### MATERIAL TO PROCESS

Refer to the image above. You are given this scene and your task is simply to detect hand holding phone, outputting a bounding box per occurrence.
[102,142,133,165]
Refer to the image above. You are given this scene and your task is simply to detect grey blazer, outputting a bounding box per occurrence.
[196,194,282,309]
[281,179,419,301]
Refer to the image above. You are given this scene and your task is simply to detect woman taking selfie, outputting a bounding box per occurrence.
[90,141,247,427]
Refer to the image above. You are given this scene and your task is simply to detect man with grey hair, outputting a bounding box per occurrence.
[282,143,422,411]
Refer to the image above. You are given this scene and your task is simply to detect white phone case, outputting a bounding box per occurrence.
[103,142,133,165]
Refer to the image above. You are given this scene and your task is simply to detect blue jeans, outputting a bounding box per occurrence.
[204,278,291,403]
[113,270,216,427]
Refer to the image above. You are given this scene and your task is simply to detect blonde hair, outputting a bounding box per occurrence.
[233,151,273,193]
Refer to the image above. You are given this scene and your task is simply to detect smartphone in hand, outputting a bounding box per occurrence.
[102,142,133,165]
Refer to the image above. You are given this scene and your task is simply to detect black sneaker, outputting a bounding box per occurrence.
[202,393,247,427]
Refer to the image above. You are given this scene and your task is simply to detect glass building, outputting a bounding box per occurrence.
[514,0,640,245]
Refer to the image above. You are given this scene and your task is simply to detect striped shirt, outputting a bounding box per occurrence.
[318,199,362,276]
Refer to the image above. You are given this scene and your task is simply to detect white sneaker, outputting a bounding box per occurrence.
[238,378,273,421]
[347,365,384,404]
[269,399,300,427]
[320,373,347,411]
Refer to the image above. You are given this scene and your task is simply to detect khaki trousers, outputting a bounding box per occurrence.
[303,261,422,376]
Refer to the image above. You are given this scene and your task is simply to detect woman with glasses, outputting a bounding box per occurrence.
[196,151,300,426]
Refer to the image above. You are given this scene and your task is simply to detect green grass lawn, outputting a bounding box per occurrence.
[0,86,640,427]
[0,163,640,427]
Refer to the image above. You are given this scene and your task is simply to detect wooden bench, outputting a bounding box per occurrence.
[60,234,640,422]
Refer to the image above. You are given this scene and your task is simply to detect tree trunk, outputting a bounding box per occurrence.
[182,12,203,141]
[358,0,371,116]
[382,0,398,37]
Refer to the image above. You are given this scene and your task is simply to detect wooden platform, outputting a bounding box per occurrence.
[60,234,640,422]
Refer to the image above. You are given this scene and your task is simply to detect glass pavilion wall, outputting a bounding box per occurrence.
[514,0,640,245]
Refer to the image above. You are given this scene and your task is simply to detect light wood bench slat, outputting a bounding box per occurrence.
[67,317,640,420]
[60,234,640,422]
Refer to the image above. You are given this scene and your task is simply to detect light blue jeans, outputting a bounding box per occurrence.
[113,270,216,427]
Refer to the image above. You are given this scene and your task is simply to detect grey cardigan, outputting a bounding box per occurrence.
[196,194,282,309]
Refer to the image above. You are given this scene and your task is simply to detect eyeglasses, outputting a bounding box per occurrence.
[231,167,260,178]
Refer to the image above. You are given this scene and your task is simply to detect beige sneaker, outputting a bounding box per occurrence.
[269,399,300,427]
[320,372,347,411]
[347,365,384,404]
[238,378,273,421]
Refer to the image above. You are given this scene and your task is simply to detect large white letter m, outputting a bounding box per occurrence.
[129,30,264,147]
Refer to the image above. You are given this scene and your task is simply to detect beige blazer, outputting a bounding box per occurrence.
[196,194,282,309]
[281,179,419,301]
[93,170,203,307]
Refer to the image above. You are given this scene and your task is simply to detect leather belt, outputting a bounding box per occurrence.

######

Copy the records from the start through the line holding "[103,142,133,165]", inclusive, keeping every line, requests included. Add -43 to each bounding box coordinate in the answers.

WRITTEN REPLY
Refer to the image above. You are given this scene and your task is simply to detect hand holding phone, outputting a bounding box per occurrence.
[59,99,90,122]
Refer to the image above. You are given this scene and your task is simply to detect grey blazer, outputting a bounding box per occurrence.
[153,151,239,266]
[238,136,376,258]
Refer to the image above. You are given this scene and your task is simply to detect woman taking selfie, outputting a bounding box per occurrence.
[47,98,204,384]
Refer to the image above. You are given this scene and your task is simply to detect man with grey hair, outputting a bounding box per occurrence.
[239,100,379,368]
Refer to the image above. You are given this scene and your task is simply to detect white phone case, outputting a bounding box per occurrence.
[60,99,90,122]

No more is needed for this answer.